PROMPT
Print, from the listing below, the lines starting at the line containing "For each instance of the narrow" and ending at the line containing "For each instance of the grassy", exactly as they stand, and print nothing else.

============================================================

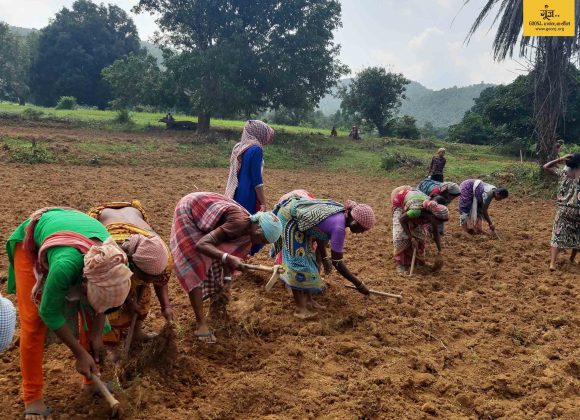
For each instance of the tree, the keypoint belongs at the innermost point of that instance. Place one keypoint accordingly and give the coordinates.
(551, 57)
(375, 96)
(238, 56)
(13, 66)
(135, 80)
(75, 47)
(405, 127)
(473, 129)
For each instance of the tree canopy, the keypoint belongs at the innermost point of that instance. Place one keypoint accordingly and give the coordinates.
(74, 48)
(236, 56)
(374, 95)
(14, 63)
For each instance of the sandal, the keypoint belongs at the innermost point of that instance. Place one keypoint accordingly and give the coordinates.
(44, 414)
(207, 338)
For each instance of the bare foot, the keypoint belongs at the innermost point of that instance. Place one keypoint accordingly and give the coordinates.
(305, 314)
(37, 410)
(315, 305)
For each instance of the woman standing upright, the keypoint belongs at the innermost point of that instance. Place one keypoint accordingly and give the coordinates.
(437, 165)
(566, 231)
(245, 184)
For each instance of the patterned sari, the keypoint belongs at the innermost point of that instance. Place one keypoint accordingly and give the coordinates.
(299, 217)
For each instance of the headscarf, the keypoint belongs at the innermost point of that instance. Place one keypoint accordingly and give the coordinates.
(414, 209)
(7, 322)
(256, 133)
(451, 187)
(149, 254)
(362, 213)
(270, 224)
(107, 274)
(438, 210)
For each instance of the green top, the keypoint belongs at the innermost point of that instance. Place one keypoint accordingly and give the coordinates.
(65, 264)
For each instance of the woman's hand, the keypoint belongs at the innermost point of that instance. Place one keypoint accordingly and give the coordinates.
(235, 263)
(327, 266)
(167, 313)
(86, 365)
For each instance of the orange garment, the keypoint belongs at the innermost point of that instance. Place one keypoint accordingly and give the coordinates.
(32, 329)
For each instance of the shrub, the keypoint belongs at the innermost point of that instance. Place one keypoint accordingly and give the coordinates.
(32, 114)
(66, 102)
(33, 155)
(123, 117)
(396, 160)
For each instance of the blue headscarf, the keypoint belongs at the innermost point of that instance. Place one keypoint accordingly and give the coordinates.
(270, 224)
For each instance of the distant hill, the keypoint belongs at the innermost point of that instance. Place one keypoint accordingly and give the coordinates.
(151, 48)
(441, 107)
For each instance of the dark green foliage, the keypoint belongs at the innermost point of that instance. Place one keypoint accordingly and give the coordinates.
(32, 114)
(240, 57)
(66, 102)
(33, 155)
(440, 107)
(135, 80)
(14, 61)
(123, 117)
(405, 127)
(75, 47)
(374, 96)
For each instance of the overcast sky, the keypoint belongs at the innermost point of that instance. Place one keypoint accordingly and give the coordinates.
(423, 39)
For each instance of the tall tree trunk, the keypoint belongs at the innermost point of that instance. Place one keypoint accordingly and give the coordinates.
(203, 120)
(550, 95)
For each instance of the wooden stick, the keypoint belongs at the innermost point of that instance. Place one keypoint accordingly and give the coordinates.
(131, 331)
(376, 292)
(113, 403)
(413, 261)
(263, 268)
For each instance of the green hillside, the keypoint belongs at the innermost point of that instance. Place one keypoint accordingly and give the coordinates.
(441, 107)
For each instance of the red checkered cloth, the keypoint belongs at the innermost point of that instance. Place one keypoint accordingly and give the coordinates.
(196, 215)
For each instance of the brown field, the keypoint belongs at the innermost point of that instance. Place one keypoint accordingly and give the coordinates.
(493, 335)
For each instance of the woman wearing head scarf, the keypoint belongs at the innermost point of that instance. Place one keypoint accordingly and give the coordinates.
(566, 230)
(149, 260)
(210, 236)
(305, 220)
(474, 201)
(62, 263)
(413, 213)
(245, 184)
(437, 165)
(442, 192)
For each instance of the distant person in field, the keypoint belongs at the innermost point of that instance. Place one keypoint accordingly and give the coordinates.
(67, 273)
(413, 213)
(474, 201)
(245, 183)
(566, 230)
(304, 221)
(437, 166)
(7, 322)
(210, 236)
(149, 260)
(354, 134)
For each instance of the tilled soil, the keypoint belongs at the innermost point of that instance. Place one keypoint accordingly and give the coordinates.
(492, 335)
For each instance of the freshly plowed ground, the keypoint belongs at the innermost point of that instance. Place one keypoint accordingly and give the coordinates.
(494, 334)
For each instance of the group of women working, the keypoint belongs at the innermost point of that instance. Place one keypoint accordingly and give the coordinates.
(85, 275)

============================================================

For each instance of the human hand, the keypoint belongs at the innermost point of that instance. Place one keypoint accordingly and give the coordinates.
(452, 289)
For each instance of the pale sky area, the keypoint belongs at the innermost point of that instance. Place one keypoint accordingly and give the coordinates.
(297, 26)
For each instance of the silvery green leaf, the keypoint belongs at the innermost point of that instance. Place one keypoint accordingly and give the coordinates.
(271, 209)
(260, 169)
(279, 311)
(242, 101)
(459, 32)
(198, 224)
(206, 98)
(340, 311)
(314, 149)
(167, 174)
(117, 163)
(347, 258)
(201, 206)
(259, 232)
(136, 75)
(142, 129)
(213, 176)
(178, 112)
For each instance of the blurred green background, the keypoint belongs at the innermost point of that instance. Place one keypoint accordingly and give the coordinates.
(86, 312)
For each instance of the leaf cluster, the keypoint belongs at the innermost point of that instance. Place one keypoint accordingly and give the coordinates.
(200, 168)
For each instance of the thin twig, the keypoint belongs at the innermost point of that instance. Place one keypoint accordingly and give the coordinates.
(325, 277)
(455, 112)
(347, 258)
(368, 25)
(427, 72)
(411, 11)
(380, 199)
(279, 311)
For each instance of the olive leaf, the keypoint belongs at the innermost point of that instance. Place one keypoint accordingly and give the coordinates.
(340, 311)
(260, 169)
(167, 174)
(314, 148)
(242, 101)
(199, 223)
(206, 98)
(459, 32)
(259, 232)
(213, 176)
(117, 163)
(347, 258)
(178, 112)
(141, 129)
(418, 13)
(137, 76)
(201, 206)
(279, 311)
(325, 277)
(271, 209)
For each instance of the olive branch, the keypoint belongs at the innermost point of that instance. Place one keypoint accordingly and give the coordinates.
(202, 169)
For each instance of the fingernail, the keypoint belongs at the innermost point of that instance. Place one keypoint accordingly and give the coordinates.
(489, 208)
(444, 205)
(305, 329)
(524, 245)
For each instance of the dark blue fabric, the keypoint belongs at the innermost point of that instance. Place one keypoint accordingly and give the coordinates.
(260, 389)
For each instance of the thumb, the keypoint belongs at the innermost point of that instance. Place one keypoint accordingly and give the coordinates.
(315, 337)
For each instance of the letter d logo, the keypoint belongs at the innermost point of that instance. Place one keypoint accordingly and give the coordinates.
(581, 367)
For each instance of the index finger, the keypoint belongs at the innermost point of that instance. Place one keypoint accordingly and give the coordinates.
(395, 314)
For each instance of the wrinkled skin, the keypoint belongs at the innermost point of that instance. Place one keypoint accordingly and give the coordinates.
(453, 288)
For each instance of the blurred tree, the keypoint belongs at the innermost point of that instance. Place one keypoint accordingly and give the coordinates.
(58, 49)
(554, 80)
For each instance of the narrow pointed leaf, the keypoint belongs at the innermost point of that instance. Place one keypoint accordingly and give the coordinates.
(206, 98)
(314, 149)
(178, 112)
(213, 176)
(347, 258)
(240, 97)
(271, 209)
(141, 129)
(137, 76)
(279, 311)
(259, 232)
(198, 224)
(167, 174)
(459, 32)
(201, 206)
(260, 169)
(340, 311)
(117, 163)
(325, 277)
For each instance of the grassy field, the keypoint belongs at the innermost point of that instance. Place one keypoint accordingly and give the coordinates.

============================================================

WRITTEN RESPONSE
For each instance of the narrow pointed leaf, the keypoint belongs at the innermost point of that instance. Place one keypoint accordingly and give the coordinates.
(206, 98)
(314, 149)
(178, 112)
(213, 176)
(347, 258)
(240, 97)
(271, 209)
(141, 129)
(137, 76)
(279, 311)
(259, 232)
(198, 224)
(167, 174)
(459, 32)
(201, 206)
(260, 169)
(340, 311)
(117, 163)
(325, 277)
For each instance of the grassy field, the keypoint belongs at the innermost point of that instance. Place one keypoint accordingly and give the coordinates.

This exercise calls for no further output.